Extract:
====
My last will and column

By Joseph Farah

LITTLE ROCK — When you read this column, God-willing, I will have testified as an expert witness in an important First Amendment case in … gulp … Arkansas.

By tomorrow (Thursday), God-willing, I will be outahere — on my way home, safe and sound.

I’ve avoided Arkansas like the plague for the last several years. Too much small-time corruption here for me…. Too much fear. … Too many mysterious deaths.

I don’t plan to join the body count. I came to stand up for a good man — Pat Matrisciana, a filmmaker who put it all on the line to expose the many scandals surrounding the Clinton administration like a funeral shroud.

Gennifer Flowers, Bill Clinton’s long-time mistress, told Chris Matthews the other day that she avoided the Clinton killing fields by remaining high-profile — even if she was ridiculed, dismissed, rebuffed and scoffed at by most of the establishment press.

Matthews asked her if she really believed the man she loved for so many years — Bill Clinton — had actually ordered people to be killed. Without batting an eyelash, Flowers answered affirmatively.

I’m following the Gennifer Flowers strategy.

If my plane should blow up or get hijacked by terrorists, if I should suddenly become depressed and shoot myself with someone else’s gun leaving no fingerprints, if I should suffer a heart attack after eating in a Little Rock restaurant — just add my name to the list, folks.

Why me? I guess you could classify me as a double threat. First, as the personification of the Clinton’s media enemies list, my story offering documented proof that the White House used the Internal Revenue Service to attack the president’s political adversaries still smolders — threatening, at a moment’s notice, to set the national newscape ablaze. Secondly, I guess you could call me a key witness in a politically inspired defamation case brought by two Arkansas cops involved with drug kingpin/Clinton pal Dan Lasater and the notorious “boys on the tracks” case — a trial that has already seen two more strange deaths.

Anyway, here’s what I came to Little Rock to tell the jury:

  • Pat Matrisciana not only had a constitutional right to make and distribute his film, “Obstruction of Justice: The Mena Connection,” he had a duty as an American filmmaker-journalist.
  • The day the courts start punishing courageous, muckraking journalists who pursue and expose official corruption with multimillion-dollar judgments is the day this nation becomes a full-blown police state (like Arkansas?).

  • By every standard of professional documentary journalism, Matrisciana performed admirably in his pursuit of truth.
====
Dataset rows
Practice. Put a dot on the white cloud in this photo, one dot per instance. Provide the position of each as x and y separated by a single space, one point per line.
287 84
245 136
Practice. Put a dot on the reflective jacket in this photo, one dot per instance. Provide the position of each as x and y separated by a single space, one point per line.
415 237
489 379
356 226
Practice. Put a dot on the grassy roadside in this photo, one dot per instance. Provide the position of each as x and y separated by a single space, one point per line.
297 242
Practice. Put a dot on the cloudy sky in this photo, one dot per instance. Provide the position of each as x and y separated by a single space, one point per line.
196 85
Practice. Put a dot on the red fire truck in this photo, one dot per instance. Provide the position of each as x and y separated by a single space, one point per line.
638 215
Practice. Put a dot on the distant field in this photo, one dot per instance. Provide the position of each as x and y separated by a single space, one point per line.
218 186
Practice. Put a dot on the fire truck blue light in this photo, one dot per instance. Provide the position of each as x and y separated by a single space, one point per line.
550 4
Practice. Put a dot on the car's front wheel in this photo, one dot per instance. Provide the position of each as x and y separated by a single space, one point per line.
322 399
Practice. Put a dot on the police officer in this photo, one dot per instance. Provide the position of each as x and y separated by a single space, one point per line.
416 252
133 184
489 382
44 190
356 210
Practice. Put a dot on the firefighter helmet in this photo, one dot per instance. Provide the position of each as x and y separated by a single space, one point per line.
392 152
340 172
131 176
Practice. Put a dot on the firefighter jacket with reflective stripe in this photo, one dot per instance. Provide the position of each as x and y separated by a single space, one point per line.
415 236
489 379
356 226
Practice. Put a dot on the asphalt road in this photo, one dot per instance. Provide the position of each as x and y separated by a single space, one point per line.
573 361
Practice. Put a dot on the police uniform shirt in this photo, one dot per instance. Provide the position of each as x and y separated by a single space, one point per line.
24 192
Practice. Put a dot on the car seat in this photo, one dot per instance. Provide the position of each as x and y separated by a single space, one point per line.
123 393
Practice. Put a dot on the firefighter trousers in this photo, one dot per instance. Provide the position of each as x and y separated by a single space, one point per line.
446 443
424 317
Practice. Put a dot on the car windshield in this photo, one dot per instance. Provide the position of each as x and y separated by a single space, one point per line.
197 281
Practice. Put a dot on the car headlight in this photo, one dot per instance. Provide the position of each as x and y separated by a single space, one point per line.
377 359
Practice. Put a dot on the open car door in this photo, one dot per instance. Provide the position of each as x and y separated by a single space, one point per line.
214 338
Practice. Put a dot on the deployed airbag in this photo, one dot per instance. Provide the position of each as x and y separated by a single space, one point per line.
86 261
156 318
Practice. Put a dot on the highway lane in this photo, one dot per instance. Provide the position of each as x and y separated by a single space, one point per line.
====
To-do list:
**a.** For the Little Rock column, decide whether each statement agrees with the text, and support each yes or no with the deciding words quoted from it.
(i) The writer traveled to Arkansas to testify as an expert witness in a First Amendment case.
(ii) Gennifer Flowers told Chris Matthews that she stayed safe by keeping a low profile.
(iii) Pat Matrisciana's film is titled "Obstruction of Justice: The Mena Connection."
**b.** Answer these questions from the Little Rock column.
(i) On what day does the writer expect to be on the way home?
(ii) Which agency does the writer say the White House used to attack the president's political adversaries?
(iii) Who brought the defamation case in which the writer calls himself a key witness?
**c.** Resume the Little Rock column after its final point about Matrisciana's documentary journalism.

Task answers:
**a.**
(i) Yes: "I will have testified as an expert witness in an important First Amendment case"
(ii) No: "she avoided the Clinton killing fields by remaining high-profile"
(iii) Yes: "his film, “Obstruction of Justice: The Mena Connection,”"

**b.**
(i) Thursday
(ii) The Internal Revenue Service
(iii) Two Arkansas cops involved with Dan Lasater and the "boys on the tracks" case

**c.**
Many people close to me did not want me to come to Arkansas. My longevity as a long-term Clinton critic, they suggest, is partially explained by my deliberate avoidance of such venues. But, like my battle with the politically directed IRS, I believe the best defense is a high-profile offense — just like Gennifer Flowers said.

As I winged my way to Little Rock, I heard a report that a new book by Chris Anderson documents that Hillary Clinton did, indeed, as has been reported elsewhere, have a long-term affair with the late White House deputy counsel Vincent Foster.

Foster’s death is just one of many associated with this administration that has never been explained — no matter what Independent Counsel Kenneth Starr would have you believe. This is a death I know something about. It’s one of the investigations that landed me on the Clinton enemies list. The Clinton administration did a remarkable job keeping the information about Foster and Hillary quiet all these years. It was never even discussed as a possible motivation for Foster’s untimely, violent and mysterious death in any of the official reports.

That’s an example of why it is so vital to protect the free flow of information — apart from information disseminated by official government sources.

And that’s precisely why I’m here in … gulp … Little Rock. And why I hope to be outahere real soon. Keep me in your prayers, folks. And add one for Pat Matrisciana, the boys on the tracks and their courageous mother, Linda Ives, who also believes the only way to fight successfully is right out in the open.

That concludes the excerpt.